— Start Source extract —

Nest’s system failure shows what happens when your smart home goes dark
…it becomes a normal home
Nest’s entire ecosystem went down during the night for North American customers, with the outage affecting all products, including smart thermostats, security cameras and smart locks.
The outage was confirmed by Nest’s own Twitter support page with a statement asking Nest lock customers to get in touch, followed shortly after by another tweet saying that for some customers the entire app was down.
Technical dependency is one of the biggest potential drawbacks that's laid at the door of smart home products, with the ever-present question of ‘What happens if the system shuts down?’ And now we have an answer: not very much.
Wait, so I have to turn a lock? With my hand?
That’s right, all the safety failsafes worked, so for those customers that had Nest smart locks keeping their home safe, the doors didn’t suddenly swing open like a Hollywood prison drama, they just had non-smart locks on them for a bit.
Same thing with the thermostats, they still worked, you just had to get up from the couch, walk to the thermostat, and adjust it with your hand. You know, like you used to.

— End Source extract —
— Start Supplied records —

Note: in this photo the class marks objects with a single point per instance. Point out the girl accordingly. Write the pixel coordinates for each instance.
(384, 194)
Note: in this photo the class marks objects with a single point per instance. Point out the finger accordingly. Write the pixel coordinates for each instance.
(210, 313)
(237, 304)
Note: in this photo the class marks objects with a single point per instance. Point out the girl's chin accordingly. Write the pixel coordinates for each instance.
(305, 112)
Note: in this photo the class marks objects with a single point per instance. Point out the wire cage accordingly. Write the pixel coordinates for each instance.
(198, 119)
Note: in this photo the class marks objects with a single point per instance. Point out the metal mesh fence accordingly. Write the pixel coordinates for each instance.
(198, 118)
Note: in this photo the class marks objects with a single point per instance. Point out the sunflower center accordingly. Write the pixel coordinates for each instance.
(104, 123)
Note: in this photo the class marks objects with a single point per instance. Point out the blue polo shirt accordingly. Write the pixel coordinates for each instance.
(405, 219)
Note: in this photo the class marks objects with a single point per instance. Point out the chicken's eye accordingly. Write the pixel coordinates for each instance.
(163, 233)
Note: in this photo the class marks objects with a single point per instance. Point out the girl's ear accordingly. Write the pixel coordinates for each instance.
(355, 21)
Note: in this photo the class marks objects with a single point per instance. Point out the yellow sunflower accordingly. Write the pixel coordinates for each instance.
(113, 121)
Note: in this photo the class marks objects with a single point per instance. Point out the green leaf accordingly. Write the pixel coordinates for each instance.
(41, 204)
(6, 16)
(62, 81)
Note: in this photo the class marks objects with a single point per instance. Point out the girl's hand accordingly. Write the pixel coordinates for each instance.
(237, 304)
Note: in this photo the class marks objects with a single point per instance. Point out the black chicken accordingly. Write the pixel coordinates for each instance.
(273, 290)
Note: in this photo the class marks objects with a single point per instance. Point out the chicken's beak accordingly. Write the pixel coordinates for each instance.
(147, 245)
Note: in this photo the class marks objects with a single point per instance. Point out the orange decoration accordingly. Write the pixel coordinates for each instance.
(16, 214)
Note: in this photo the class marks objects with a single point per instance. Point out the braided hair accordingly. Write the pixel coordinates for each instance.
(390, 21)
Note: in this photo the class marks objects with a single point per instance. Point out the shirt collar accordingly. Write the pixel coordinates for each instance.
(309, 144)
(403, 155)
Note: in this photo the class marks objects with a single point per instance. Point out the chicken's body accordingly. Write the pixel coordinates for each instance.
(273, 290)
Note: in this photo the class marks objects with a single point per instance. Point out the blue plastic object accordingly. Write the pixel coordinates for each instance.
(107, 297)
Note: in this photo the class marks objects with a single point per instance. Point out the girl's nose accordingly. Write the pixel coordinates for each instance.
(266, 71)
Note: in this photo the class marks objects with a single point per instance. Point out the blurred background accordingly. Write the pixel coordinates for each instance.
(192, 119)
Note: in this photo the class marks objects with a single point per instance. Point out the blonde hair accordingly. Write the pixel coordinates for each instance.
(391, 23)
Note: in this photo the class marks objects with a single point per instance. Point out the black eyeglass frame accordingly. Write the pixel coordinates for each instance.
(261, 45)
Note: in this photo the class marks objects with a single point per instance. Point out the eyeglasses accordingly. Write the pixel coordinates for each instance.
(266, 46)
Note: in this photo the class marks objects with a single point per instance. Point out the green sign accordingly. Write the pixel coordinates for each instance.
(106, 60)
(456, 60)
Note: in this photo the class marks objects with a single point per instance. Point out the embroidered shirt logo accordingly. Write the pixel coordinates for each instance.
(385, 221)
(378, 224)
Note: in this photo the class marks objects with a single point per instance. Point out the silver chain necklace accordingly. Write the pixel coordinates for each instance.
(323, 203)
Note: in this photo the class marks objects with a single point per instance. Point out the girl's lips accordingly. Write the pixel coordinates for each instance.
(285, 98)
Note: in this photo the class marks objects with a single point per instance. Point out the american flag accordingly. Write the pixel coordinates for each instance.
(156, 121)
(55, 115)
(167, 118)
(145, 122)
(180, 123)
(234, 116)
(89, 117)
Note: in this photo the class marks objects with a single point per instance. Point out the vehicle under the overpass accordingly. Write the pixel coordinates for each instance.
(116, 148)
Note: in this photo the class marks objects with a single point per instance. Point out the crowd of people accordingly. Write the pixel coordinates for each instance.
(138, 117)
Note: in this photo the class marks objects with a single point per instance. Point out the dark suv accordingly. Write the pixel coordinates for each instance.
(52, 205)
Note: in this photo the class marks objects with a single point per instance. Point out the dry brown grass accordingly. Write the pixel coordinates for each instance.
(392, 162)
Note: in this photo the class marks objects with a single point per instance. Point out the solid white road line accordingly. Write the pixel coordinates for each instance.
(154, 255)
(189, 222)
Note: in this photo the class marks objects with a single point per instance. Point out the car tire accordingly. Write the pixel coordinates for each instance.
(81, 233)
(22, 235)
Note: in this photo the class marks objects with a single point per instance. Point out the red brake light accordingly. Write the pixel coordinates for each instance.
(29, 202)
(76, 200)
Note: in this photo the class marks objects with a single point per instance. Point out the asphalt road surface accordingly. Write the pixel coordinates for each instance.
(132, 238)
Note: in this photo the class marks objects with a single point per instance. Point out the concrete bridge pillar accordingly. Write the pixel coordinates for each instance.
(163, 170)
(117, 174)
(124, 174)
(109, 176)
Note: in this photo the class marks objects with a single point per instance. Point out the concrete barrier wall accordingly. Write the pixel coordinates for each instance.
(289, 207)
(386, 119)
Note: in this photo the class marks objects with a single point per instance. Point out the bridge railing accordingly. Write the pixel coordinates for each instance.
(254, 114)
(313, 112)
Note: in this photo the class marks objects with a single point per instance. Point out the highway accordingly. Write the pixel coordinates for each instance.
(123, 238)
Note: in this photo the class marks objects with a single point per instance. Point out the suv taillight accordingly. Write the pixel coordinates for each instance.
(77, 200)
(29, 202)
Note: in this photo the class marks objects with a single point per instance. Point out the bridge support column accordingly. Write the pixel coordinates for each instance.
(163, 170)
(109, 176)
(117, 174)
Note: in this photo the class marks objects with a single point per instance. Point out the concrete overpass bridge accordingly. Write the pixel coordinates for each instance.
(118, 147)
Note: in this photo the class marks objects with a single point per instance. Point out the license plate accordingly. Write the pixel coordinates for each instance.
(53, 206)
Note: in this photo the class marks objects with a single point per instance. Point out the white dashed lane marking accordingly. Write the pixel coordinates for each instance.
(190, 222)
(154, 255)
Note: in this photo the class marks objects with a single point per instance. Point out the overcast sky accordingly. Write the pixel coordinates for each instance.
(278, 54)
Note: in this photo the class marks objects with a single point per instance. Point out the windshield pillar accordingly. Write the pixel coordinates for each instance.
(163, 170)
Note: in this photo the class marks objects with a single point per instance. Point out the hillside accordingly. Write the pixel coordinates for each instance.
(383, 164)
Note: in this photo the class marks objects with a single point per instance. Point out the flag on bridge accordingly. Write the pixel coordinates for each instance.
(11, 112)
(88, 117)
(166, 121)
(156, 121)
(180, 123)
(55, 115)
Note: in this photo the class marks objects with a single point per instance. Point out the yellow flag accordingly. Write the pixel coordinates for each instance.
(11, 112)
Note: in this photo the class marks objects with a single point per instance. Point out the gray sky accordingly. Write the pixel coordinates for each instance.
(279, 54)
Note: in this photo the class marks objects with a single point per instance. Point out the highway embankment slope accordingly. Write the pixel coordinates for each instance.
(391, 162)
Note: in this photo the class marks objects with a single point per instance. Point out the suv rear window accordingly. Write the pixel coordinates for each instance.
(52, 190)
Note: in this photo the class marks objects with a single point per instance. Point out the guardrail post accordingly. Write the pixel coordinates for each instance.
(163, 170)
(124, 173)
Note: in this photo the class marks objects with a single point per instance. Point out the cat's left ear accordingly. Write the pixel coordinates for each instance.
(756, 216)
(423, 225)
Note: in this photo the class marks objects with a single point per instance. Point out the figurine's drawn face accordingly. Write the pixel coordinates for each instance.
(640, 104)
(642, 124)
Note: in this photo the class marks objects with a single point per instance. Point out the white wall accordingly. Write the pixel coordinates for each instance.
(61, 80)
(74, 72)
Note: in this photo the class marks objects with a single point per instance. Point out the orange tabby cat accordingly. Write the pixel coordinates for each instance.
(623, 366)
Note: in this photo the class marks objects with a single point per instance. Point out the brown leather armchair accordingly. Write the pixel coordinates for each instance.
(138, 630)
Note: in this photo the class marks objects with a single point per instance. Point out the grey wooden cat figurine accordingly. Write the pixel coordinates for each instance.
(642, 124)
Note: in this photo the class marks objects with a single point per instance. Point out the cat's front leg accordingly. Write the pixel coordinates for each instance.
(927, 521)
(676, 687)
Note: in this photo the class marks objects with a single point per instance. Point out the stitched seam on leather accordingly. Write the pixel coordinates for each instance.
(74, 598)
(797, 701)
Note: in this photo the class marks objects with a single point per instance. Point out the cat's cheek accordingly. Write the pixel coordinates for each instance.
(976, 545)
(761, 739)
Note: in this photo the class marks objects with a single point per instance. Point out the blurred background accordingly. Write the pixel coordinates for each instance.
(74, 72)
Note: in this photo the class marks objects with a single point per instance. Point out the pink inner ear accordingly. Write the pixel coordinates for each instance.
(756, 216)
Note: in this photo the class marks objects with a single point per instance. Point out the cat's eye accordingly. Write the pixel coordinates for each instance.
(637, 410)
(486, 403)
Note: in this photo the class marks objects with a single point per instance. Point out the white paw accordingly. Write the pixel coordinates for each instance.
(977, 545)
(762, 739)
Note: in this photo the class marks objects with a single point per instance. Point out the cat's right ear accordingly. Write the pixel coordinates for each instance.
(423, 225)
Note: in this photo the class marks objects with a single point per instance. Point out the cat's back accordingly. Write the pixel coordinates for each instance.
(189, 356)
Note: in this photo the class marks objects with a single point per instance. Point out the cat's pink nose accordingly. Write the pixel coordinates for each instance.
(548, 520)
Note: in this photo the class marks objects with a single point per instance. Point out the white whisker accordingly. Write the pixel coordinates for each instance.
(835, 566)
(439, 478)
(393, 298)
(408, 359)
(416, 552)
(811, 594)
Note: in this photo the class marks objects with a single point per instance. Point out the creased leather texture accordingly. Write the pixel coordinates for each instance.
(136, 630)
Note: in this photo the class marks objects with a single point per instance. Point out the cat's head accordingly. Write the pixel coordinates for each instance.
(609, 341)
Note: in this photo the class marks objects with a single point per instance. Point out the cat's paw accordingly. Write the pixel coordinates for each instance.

— End Supplied records —

* What you are asked to do *
Write a continuation of the article above about the Nest outage, starting right after its last sentence about adjusting the thermostat by hand.

* Answer for this exercise *
The one section of the smart home that we do have some sympathy for is people not being able to access their security cameras, especially those people using them as baby monitors. But here’s the thing, people had babies before baby monitors, and even baby monitors can fail.
Obviously if you’ve spend the (pretty substantial) money on fitting your home with smart tech you want your new gadget to operate better than the old fashioned thing that it replaces, but considering that the old standard is the baseline that these gadgets fall back to, it’s really not too rough a deal. Especially as it seemed to take less than three hours to go from Nest first realizing that there was a problem to it being totally resolved.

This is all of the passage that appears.